[Opening Extract to read section]

Please join us in our dance (and, yes, there may be dancing) celebrating our matriarchs and women at the 22nd annual NAIITS Symposium.
For the 2025 symposium, we invite people who desire to present a paper, panel or presentation on one of the themes identified above to submit an abstract and proposal for consideration. In the abstract, please outline the intention of the paper as well as the method(s) of research and presentation. Please also submit a bio and photo (or bios in the case of a panel) of the presenter(s) for use in promotion of the symposium.
Proposals using any of a broad range of research and presentation methodologies will be considered. Submissions should address one or more of the topic areas as noted above.
Presentations should strive to demonstrate how traditional Indigenous understandings, cultural perspectives, and historic practices, in conversation with biblical Christianity, might strengthen the impact of Indigenous epistemologies in the context of global realities.
Submissions are received through the online portal only, and must include a brief personal bio, a photo and both an abstract and proposal for the presentation of not more than 300 words in total. The proposal must include a clear statement of your ideas and, if a scholarly presentation, enough of a context to show that you are aware of the basic issues and literature of the field.
Regardless of whether the intent is paper, panel, or practitioner, the proposal is the document on which submissions will be evaluated and selected. It is to be understood that abstracts, bios, and photos provided for submissions selected for presentation will be used in advertisements and other symposium materials. Selected papers will be allotted 40 minutes for presentation. The presenter may, at NAIITS’ discretion, be asked to pre-record the session for use in virtual formats it may also choose to present.
The deadline for submission of proposals for papers is midnight local time January 15, 2025. Please submit electronically here.
Finished papers must be submitted in the above style no later than April 15, 2025 so as to be included in the symposium.

[Closing Extract to read section]
[Opening Record excerpts section]

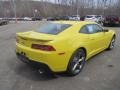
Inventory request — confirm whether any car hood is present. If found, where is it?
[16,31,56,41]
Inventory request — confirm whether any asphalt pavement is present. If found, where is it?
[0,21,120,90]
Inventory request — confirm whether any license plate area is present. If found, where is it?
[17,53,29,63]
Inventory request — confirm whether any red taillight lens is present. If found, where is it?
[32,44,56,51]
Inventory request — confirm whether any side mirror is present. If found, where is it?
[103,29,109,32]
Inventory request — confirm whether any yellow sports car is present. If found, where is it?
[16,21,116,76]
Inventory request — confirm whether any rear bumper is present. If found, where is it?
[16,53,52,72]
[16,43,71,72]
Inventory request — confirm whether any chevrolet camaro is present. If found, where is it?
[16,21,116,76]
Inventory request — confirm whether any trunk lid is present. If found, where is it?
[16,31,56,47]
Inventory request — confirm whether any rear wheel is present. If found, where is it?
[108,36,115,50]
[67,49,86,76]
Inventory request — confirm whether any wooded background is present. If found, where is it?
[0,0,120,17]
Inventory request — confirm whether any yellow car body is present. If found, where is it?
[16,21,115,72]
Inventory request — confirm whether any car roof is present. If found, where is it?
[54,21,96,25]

[Closing Record excerpts section]
[Opening Record excerpts section]

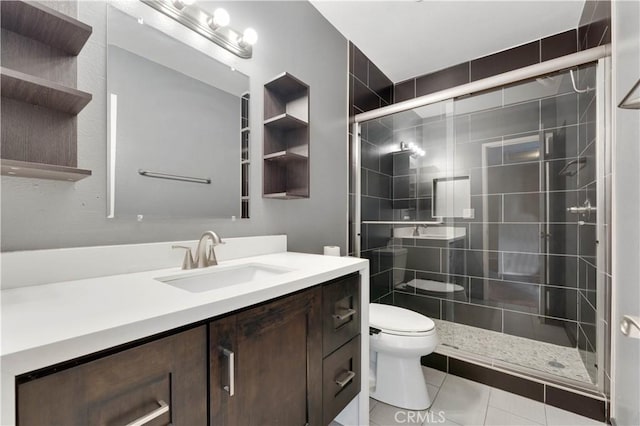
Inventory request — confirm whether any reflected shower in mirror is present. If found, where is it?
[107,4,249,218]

[Closing Record excerpts section]
[Opening Record excerpts section]

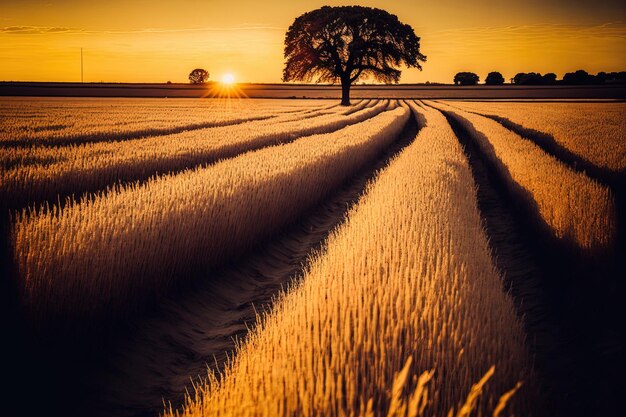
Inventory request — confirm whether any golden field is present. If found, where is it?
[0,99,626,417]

[Closing Record excerpts section]

Task 1:
According to the call for proposals, how much time will selected papers be given for presentation?
Task 2:
Reproduce the call for proposals word for word between "Presentations should strive" and "of global realities.", inclusive.
The listing has nothing to do with the call for proposals.

Reply 1:
40 minutes

Reply 2:
Presentations should strive to demonstrate how traditional Indigenous understandings, cultural perspectives, and historic practices, in conversation with biblical Christianity, might strengthen the impact of Indigenous epistemologies in the context of global realities.